Overview
Recently, I used thread pool to do intensive computation. I’ve 11G of raw data
stored as files and I need to extract information from it as fast as possible.
As you can imagine, using Java concurrency correctly become important in use
case. This article explains how I use ExecutorService#invokeAll()
method to
use 100% CPU effortlessly.
Note that this article only covers the case where all tasks are defined before getting started and no new task is added during the execution. Java 8 is used.
Create Thread Pool
Before the computation, create a thread pool that reuses a fixed number of
threads operating off a shared unbounded queue. At any point, at most nThreads
threads will be active processing tasks. If any thread terminates due to a
failure during execution prior to shutdown, a new one will take its place if
needed to execute subsequent tasks. The threads in the pool will exist until it
is explicitly shutdown()
.
In my case, I use exactly the same number of threads as the number of processors available to the Java virtual machine. It allows to have one thread per processor, so that thread switching can be avoided.
int nThreads = Runtime.getRuntime().availableProcessors();
ExecutorService threadPool = Executors.newFixedThreadPool(nThreads);
Note that the number of available processors in JVM is the number of logical CPUs in your machine. You can check it using the following commands.
Linux:
$ lscpu | grep -E '^Thread|^CPU\('
CPU(s): 4
Thread(s) per core: 2
Mac OS:
$ sysctl hw.physicalcpu hw.logicalcpu
hw.physicalcpu: 2
hw.logicalcpu: 4
Windows:
>echo %NUMBER_OF_PROCESSORS%
4
Submit Tasks
ExecutorService accepts a collection of Callable<T>
as input for method
invokeAll()
:
<T> List<Future<T>> invokeAll(Collection<? extends Callable<T>> tasks)

- SET TASK -
Rewrite the paragraph in the Java thread pool article that begins "Before the computation, create a thread pool" as a short bulleted list that keeps its main facts. These entries come from a different source than the Java thread pool article.

- RECORD EXCERPTS -
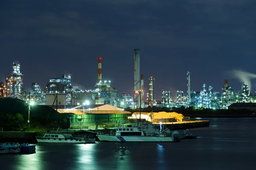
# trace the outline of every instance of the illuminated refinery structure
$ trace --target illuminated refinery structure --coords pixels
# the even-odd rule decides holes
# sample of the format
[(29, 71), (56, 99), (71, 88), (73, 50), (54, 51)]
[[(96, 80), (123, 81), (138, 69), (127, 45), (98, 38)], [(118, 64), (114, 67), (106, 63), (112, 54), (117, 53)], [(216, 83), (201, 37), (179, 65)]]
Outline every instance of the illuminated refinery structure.
[(141, 90), (140, 85), (140, 49), (134, 49), (134, 102), (135, 103), (135, 108), (139, 108), (140, 106), (140, 101), (138, 95), (138, 91)]
[(162, 105), (169, 105), (172, 101), (171, 97), (171, 91), (162, 90)]
[(6, 86), (3, 82), (0, 82), (0, 97), (6, 97)]
[(187, 86), (188, 86), (188, 91), (187, 91), (187, 93), (188, 94), (187, 97), (187, 101), (188, 101), (188, 105), (189, 106), (190, 105), (190, 103), (191, 102), (191, 92), (192, 90), (191, 88), (191, 73), (190, 72), (188, 71), (187, 73), (187, 80), (188, 83), (187, 84)]
[(149, 90), (147, 94), (147, 104), (149, 106), (153, 106), (156, 105), (154, 99), (154, 78), (151, 76), (148, 79), (149, 80)]
[(35, 104), (45, 104), (46, 101), (45, 93), (42, 90), (41, 86), (35, 82), (32, 85), (32, 93), (30, 98), (33, 99)]
[[(239, 95), (237, 96), (239, 96)], [(234, 90), (231, 87), (229, 86), (227, 79), (225, 79), (224, 85), (222, 89), (221, 104), (220, 105), (221, 107), (226, 108), (235, 102), (234, 97)]]
[(250, 89), (249, 88), (248, 83), (246, 82), (243, 82), (241, 91), (242, 102), (249, 102), (250, 101), (250, 94), (249, 93)]
[(12, 74), (6, 80), (6, 96), (21, 98), (23, 92), (23, 74), (20, 72), (20, 65), (17, 61), (13, 62)]
[(176, 98), (176, 105), (184, 105), (185, 103), (185, 99), (184, 99), (183, 91), (177, 91), (177, 96)]

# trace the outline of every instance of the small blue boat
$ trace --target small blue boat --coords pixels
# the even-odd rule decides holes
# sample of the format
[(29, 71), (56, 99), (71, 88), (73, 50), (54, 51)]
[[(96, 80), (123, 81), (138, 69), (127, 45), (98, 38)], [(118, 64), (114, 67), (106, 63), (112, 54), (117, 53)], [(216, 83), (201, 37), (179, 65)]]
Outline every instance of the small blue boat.
[(35, 145), (28, 144), (19, 144), (17, 142), (0, 143), (0, 153), (35, 153)]

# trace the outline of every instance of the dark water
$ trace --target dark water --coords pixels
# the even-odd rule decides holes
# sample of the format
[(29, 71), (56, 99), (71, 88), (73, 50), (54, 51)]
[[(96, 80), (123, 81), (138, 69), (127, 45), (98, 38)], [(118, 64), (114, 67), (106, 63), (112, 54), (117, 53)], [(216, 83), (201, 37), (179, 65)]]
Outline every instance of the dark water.
[(195, 139), (172, 143), (36, 144), (0, 155), (2, 170), (255, 170), (256, 119), (208, 119)]

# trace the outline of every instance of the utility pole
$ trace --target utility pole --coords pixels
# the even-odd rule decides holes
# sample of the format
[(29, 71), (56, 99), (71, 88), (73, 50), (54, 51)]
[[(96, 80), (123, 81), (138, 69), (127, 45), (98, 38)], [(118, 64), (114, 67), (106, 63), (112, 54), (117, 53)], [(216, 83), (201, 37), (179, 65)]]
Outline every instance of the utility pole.
[(29, 120), (30, 119), (30, 93), (29, 93), (29, 117), (28, 118), (28, 131), (29, 130), (30, 125)]
[(57, 124), (58, 125), (58, 92), (56, 92), (56, 111), (57, 111)]

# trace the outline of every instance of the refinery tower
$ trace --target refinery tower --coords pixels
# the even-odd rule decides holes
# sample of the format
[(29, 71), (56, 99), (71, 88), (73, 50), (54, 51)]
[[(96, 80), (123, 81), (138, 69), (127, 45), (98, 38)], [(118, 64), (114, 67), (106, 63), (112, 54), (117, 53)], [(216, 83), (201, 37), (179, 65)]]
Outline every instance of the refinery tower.
[(134, 102), (138, 106), (140, 105), (140, 102), (139, 99), (139, 96), (137, 94), (137, 91), (140, 90), (140, 51), (139, 49), (134, 49)]
[(20, 72), (20, 62), (15, 61), (12, 64), (12, 74), (6, 78), (7, 96), (20, 98), (23, 91), (23, 74)]

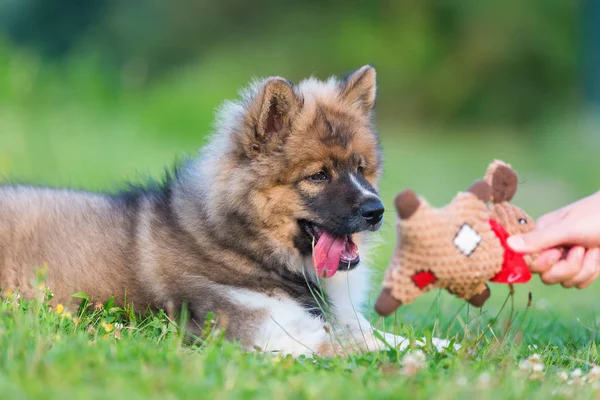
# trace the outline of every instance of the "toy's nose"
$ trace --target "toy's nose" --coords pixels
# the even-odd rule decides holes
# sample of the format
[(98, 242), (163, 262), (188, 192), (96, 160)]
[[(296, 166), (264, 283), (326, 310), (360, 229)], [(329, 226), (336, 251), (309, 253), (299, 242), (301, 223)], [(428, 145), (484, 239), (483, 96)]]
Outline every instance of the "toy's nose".
[(379, 200), (369, 200), (360, 208), (360, 215), (370, 225), (377, 225), (383, 218), (383, 204)]

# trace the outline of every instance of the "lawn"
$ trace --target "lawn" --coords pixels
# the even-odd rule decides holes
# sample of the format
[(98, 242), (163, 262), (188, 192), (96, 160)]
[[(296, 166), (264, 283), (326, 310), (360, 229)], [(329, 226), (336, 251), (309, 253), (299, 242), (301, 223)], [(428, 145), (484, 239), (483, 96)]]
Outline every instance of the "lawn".
[[(83, 67), (66, 73), (35, 60), (11, 65), (0, 61), (0, 176), (90, 190), (160, 177), (205, 143), (213, 109), (243, 82), (208, 66), (127, 89)], [(520, 129), (389, 120), (379, 127), (388, 212), (370, 254), (373, 296), (394, 243), (391, 203), (401, 189), (441, 206), (494, 158), (519, 171), (515, 202), (535, 217), (598, 189), (598, 142), (579, 120)], [(372, 320), (409, 336), (455, 337), (461, 351), (300, 360), (244, 354), (210, 327), (204, 343), (187, 346), (178, 321), (164, 315), (143, 320), (111, 304), (70, 315), (13, 294), (0, 303), (0, 397), (589, 398), (600, 396), (593, 369), (600, 362), (598, 290), (545, 287), (534, 277), (510, 298), (493, 285), (481, 311), (433, 292), (386, 321), (370, 313)]]

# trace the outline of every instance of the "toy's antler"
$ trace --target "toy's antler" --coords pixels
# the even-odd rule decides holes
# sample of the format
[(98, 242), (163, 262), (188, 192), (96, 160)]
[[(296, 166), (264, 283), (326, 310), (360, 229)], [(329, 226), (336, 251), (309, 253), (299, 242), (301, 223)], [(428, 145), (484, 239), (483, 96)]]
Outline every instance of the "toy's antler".
[(517, 192), (519, 179), (511, 166), (504, 161), (496, 160), (490, 164), (485, 174), (485, 181), (492, 187), (492, 202), (511, 201)]
[[(473, 185), (471, 185), (467, 192), (473, 194), (477, 200), (483, 203), (488, 202), (492, 197), (492, 188), (487, 182), (482, 180), (476, 181)], [(422, 201), (412, 190), (405, 190), (402, 193), (398, 194), (398, 196), (396, 196), (395, 199), (395, 205), (398, 211), (398, 217), (400, 218), (400, 221), (407, 221), (413, 218), (417, 211), (419, 211), (419, 207), (427, 207), (427, 205), (422, 205)], [(411, 240), (418, 239), (413, 238)], [(400, 245), (402, 245), (402, 243), (400, 243)], [(396, 251), (398, 251), (398, 249), (396, 249)], [(392, 295), (392, 287), (390, 286), (391, 282), (394, 282), (394, 285), (407, 285), (411, 287), (414, 285), (414, 282), (411, 281), (410, 275), (404, 269), (406, 268), (406, 266), (400, 265), (401, 259), (397, 258), (398, 254), (399, 253), (396, 253), (395, 258), (392, 260), (392, 265), (386, 271), (386, 284), (384, 284), (384, 287), (382, 288), (381, 293), (379, 294), (377, 302), (375, 303), (376, 312), (382, 316), (390, 315), (402, 305), (402, 301), (394, 295)], [(489, 288), (487, 288), (487, 286), (483, 284), (483, 288), (479, 289), (476, 292), (478, 292), (478, 294), (469, 298), (468, 301), (471, 304), (480, 307), (481, 305), (483, 305), (485, 300), (487, 300), (490, 297), (490, 291)], [(413, 293), (412, 295), (408, 295), (407, 298), (410, 299), (413, 295), (415, 294)]]

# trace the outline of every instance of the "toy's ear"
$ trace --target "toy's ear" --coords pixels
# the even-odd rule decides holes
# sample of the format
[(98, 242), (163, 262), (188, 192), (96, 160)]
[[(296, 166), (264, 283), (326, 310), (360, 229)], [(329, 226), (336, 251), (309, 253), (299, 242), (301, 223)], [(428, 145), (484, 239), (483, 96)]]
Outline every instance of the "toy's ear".
[(517, 192), (519, 179), (516, 172), (502, 161), (494, 161), (488, 167), (485, 181), (492, 187), (492, 201), (511, 201)]
[(401, 305), (402, 302), (392, 296), (391, 290), (384, 288), (381, 290), (377, 302), (375, 303), (375, 311), (382, 317), (387, 317)]
[(408, 189), (396, 196), (394, 201), (396, 210), (401, 219), (408, 219), (417, 212), (421, 201), (412, 190)]
[(467, 191), (473, 193), (479, 200), (483, 201), (484, 203), (487, 203), (492, 198), (492, 188), (487, 182), (481, 179), (475, 181), (475, 183), (473, 183)]

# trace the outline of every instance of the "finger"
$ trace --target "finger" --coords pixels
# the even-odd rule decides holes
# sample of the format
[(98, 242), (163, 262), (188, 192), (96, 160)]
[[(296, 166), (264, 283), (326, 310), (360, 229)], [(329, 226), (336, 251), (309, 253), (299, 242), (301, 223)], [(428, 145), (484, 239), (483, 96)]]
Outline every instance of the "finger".
[(545, 229), (550, 225), (553, 225), (561, 220), (562, 213), (561, 210), (553, 211), (546, 215), (542, 215), (540, 218), (535, 221), (535, 226), (538, 228)]
[(554, 266), (563, 256), (561, 249), (553, 248), (544, 250), (533, 262), (531, 272), (542, 274)]
[(583, 256), (581, 271), (577, 273), (573, 278), (562, 282), (562, 286), (566, 288), (572, 288), (590, 280), (590, 278), (596, 273), (598, 269), (598, 249), (588, 250)]
[(547, 228), (538, 229), (523, 235), (508, 238), (508, 246), (519, 253), (535, 253), (551, 247), (567, 243), (571, 227), (568, 224), (557, 223)]
[(596, 279), (598, 279), (598, 275), (600, 275), (600, 249), (592, 249), (590, 252), (595, 252), (593, 261), (595, 270), (592, 276), (587, 280), (577, 285), (577, 289), (584, 289), (592, 284)]
[(569, 250), (565, 260), (560, 260), (550, 270), (541, 275), (542, 282), (552, 285), (575, 277), (582, 268), (584, 254), (585, 249), (583, 247), (573, 247)]

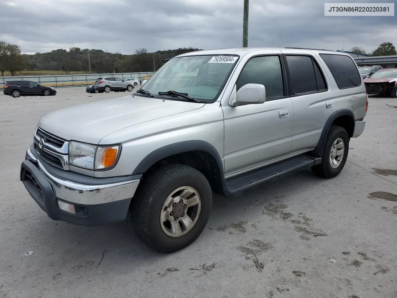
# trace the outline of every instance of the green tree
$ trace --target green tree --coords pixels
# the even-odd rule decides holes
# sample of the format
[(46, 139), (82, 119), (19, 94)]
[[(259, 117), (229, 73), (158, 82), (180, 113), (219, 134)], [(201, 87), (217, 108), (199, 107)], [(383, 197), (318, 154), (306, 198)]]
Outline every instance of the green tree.
[(356, 54), (367, 54), (367, 52), (362, 48), (360, 46), (353, 46), (350, 49), (350, 52)]
[(13, 76), (17, 72), (22, 70), (27, 64), (27, 57), (21, 52), (20, 47), (13, 44), (1, 43), (0, 45), (0, 58), (2, 75), (4, 70), (8, 70)]
[(396, 55), (395, 47), (391, 43), (383, 43), (372, 52), (373, 56), (389, 56)]

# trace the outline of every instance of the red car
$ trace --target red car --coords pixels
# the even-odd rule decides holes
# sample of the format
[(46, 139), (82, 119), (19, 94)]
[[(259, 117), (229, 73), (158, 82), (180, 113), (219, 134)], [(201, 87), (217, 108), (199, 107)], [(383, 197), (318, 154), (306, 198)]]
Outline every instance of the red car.
[(384, 68), (364, 79), (368, 94), (397, 97), (397, 68)]

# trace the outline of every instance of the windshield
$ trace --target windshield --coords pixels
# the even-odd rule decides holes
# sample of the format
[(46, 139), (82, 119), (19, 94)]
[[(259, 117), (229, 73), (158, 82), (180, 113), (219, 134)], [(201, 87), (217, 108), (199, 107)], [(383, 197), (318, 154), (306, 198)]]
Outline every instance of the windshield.
[(360, 70), (360, 73), (362, 74), (368, 74), (371, 70), (370, 68), (358, 68)]
[(172, 90), (213, 101), (238, 58), (218, 55), (173, 58), (162, 66), (143, 89), (154, 96)]
[(371, 76), (371, 79), (388, 79), (392, 77), (393, 79), (397, 78), (397, 70), (382, 70), (377, 72)]

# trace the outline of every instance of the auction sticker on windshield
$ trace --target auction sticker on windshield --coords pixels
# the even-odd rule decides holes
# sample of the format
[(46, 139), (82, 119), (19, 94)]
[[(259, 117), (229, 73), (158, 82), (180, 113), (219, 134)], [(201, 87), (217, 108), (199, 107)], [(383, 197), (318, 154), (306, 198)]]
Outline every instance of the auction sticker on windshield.
[(234, 63), (238, 57), (233, 56), (216, 56), (208, 62), (208, 63)]

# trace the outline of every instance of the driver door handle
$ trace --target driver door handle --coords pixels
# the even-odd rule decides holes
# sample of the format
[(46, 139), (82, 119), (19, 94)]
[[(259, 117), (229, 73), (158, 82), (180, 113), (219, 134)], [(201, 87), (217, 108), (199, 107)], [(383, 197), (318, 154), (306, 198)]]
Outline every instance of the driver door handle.
[(289, 116), (289, 111), (288, 110), (285, 110), (283, 111), (280, 111), (279, 113), (280, 118), (285, 118)]

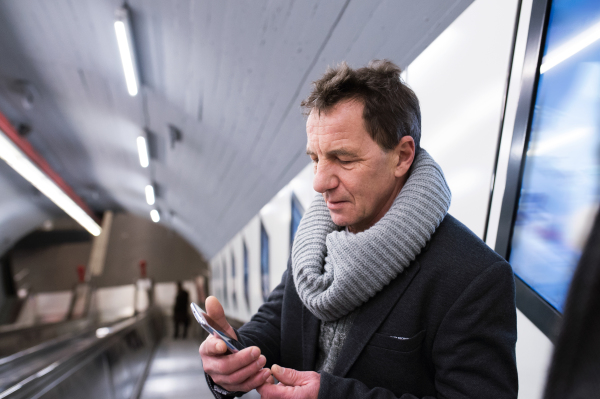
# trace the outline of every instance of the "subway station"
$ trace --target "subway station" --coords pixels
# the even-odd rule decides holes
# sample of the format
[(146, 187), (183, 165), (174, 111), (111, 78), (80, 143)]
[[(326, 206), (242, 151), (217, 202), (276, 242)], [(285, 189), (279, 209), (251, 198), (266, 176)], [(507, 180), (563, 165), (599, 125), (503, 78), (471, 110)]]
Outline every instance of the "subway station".
[(0, 399), (600, 398), (597, 0), (0, 1)]

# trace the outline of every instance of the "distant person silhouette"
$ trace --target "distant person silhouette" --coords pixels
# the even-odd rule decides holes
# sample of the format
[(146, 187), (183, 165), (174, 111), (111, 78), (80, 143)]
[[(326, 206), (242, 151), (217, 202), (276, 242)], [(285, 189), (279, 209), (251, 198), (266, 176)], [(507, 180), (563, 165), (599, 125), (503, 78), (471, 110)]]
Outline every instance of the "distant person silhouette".
[(573, 275), (544, 399), (600, 397), (600, 212)]
[(190, 306), (190, 294), (183, 289), (181, 281), (177, 282), (177, 296), (175, 297), (175, 306), (173, 307), (173, 322), (175, 324), (174, 339), (179, 336), (179, 325), (183, 324), (182, 338), (187, 337), (187, 329), (190, 325), (190, 315), (188, 307)]

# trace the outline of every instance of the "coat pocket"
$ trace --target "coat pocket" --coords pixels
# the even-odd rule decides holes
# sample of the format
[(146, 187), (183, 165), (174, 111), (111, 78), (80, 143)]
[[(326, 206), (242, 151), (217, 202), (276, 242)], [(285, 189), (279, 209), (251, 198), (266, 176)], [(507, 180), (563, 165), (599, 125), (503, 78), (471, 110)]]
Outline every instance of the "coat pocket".
[(420, 331), (414, 337), (410, 338), (400, 338), (388, 334), (375, 333), (367, 345), (397, 352), (412, 352), (421, 346), (424, 338), (425, 330)]

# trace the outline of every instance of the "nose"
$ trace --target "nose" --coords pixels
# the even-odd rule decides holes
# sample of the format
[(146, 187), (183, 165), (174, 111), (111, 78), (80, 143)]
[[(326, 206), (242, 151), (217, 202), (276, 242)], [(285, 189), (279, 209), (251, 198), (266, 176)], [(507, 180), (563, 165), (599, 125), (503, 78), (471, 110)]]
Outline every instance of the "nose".
[(313, 180), (313, 189), (323, 194), (328, 190), (333, 190), (339, 184), (339, 178), (334, 168), (327, 162), (319, 162), (315, 168), (315, 179)]

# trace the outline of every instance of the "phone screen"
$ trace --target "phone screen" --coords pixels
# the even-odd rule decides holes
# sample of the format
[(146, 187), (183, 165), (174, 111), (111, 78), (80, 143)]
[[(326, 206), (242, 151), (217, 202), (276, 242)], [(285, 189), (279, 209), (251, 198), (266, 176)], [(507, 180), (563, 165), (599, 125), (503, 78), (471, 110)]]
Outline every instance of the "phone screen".
[(217, 325), (217, 323), (215, 323), (215, 321), (211, 319), (210, 316), (207, 315), (206, 312), (204, 312), (204, 310), (202, 310), (200, 306), (192, 302), (190, 304), (190, 307), (192, 308), (192, 313), (194, 314), (194, 317), (196, 318), (198, 323), (200, 323), (200, 326), (202, 326), (202, 328), (204, 328), (209, 334), (222, 339), (223, 342), (225, 342), (225, 345), (227, 345), (227, 349), (229, 349), (231, 353), (237, 353), (245, 348), (244, 345), (231, 338), (223, 331), (219, 330), (219, 326)]

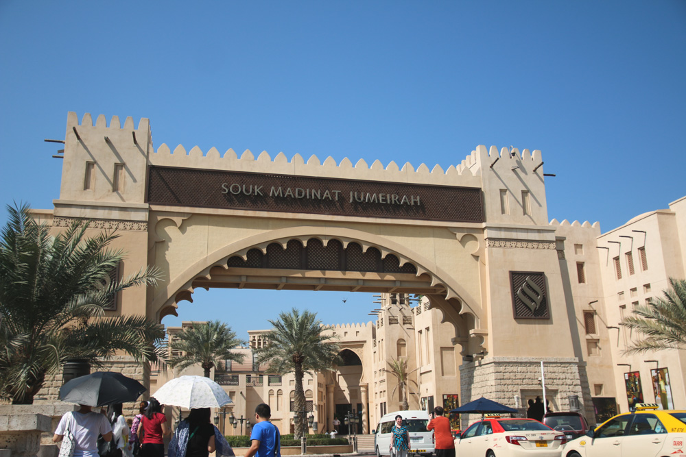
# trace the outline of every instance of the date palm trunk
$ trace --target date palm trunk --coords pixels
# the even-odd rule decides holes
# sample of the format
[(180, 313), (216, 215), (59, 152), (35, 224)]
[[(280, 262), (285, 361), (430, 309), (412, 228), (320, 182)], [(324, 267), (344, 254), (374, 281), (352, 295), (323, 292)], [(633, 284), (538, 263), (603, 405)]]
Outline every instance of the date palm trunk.
[(295, 421), (296, 438), (300, 438), (307, 434), (307, 430), (305, 428), (307, 423), (307, 415), (303, 412), (305, 410), (305, 391), (303, 388), (303, 378), (305, 376), (305, 372), (303, 371), (303, 362), (300, 358), (298, 355), (293, 356), (296, 378), (295, 410), (296, 417), (298, 417), (298, 420)]

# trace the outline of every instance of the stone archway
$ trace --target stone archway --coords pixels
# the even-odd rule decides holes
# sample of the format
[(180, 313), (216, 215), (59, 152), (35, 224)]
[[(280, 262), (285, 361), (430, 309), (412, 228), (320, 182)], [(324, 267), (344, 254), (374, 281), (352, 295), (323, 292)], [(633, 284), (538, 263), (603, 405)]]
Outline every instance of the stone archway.
[[(537, 378), (532, 358), (575, 380), (560, 392), (582, 396), (582, 354), (559, 338), (578, 330), (573, 294), (565, 295), (565, 237), (547, 221), (540, 151), (479, 146), (445, 169), (370, 166), (156, 150), (147, 119), (137, 128), (130, 118), (108, 125), (101, 115), (94, 124), (90, 114), (80, 123), (69, 113), (67, 127), (60, 197), (43, 216), (56, 227), (87, 218), (93, 231), (117, 228), (113, 247), (130, 253), (122, 275), (163, 272), (155, 287), (123, 291), (108, 315), (159, 321), (198, 287), (416, 288), (455, 328), (466, 362), (461, 385), (470, 386), (463, 400), (493, 393), (507, 402), (511, 386), (496, 379), (514, 373), (514, 384), (528, 388)], [(335, 251), (329, 260), (338, 268), (307, 263), (318, 249)], [(353, 268), (348, 254), (373, 267)], [(513, 290), (530, 279), (543, 291), (536, 304), (545, 309), (536, 313)], [(553, 339), (554, 347), (541, 343)]]
[(198, 287), (405, 291), (434, 297), (435, 306), (451, 318), (467, 313), (473, 317), (471, 323), (480, 321), (477, 299), (418, 253), (358, 230), (328, 232), (322, 234), (316, 227), (289, 227), (223, 247), (161, 288), (149, 312), (160, 320), (175, 314), (177, 304), (192, 301)]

- WRITTEN REPLY -
- Before the computation, create a thread pool that reuses a fixed number of threads working off a shared unbounded queue.
- At most nThreads threads actively process tasks at any one time.
- If a thread fails during execution before shutdown, a new one takes its place when needed for later tasks.
- The pool's threads exist until shutdown() is explicitly called.